WHAT IS ASKED ▸ Rewrite every item below with "photo" changed to "image" and nothing else altered. Leave the pictures out of your answer.

A block of data
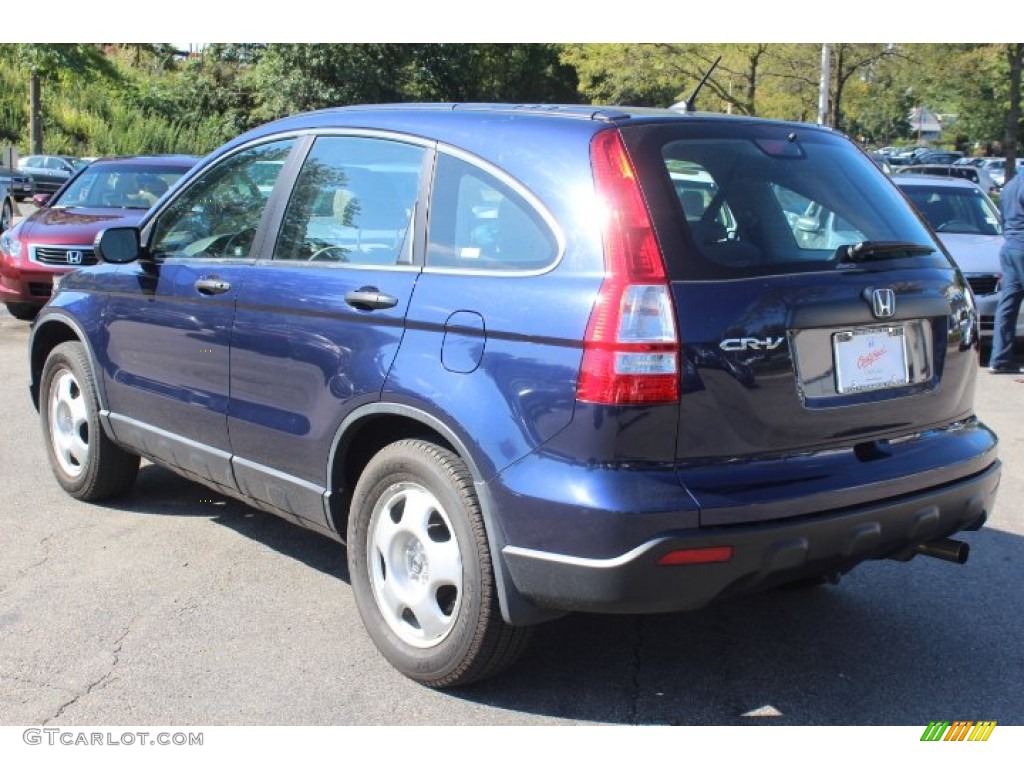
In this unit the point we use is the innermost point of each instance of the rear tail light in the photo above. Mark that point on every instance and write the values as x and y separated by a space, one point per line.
631 351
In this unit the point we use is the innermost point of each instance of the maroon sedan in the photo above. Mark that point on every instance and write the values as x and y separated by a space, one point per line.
58 238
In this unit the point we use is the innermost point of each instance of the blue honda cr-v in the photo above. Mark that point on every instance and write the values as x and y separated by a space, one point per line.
530 360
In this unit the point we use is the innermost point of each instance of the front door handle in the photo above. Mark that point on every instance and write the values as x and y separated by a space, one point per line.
369 297
212 286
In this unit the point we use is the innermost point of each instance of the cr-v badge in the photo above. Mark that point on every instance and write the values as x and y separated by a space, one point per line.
739 345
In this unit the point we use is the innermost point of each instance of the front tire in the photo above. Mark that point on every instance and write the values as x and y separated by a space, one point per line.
86 463
421 570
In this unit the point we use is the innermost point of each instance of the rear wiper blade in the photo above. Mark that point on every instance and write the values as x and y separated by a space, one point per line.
867 250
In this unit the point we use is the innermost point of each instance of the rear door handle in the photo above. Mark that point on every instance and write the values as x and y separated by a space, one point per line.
369 297
212 286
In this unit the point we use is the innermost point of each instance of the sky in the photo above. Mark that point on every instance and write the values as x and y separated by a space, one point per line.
521 20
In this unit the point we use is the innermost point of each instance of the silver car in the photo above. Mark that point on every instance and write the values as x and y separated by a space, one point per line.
969 224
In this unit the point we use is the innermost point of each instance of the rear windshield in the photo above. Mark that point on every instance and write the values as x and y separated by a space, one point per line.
737 199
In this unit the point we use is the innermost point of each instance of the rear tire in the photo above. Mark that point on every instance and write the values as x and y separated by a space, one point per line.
421 570
86 463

SOLUTION TO THIS TASK ▸
In this unit the point we use is the innermost point of each instance of the rear tail light in the image above. Mark that point on every instance and write the values as x and y separated by a space, one point per line.
631 351
In this unit the point we use is the innermost point of each instance of the maroon sedan in the image above. Mark that point on every instance and write the values as x and y separated by a space, one point per line.
58 238
In this unit the point we use is the innermost point of each instance of the blue honda cr-v in the image above. Mark that point on every instance and write the values as x and y separated by a space, one point per line.
530 360
In this unit the point we use is the innermost point of each instance of the front door handle in the image above. Mark that point on every instance and write the values as x and y separated by a space, one point per line.
369 297
212 286
In this unit the point we use is the innermost point of each instance of the cr-v badge in the image above. Mark that point on every instance and write the values as x and y separated by a space, one point per line.
739 345
In this unit the point we use is the innermost point of each instance of the front tire in the image above. Mark that point on every instance and write the values as x and y separated by a space, one point per line.
86 463
421 570
In this unit the point we use is the innermost point of each instance of the rear wiper blade in the image above. Mark that point on every instance and write the values as x and y separated by a space, one point per line.
867 250
In this unit the point we use is the innermost point of each instance of the rear door handle in the image above. Mark that point on every instance and write the values as x and y separated by a space, one point per line.
369 297
212 286
In this unit the point we use is the innermost point of each instance of the sky in the image above. Mark that point on every instance and write the values as x and y separated by a space, one point per line.
521 20
In this unit the point we use is the innermost point of each instance of the silver car in the image above. Mark that point on every instance and write the values as x and y separated by a space, one point per line.
969 224
In this unit the point we use is the innermost point of each instance of the rear windshield in the image above. Mark that point on every instance and write the values as x and y separated by a space, one point per line.
737 199
In this unit the point we use is the innermost point of each instance of the rear tire in the image above. Mark that point on every instance and write the values as x and y separated by a space, one point per line.
421 570
86 463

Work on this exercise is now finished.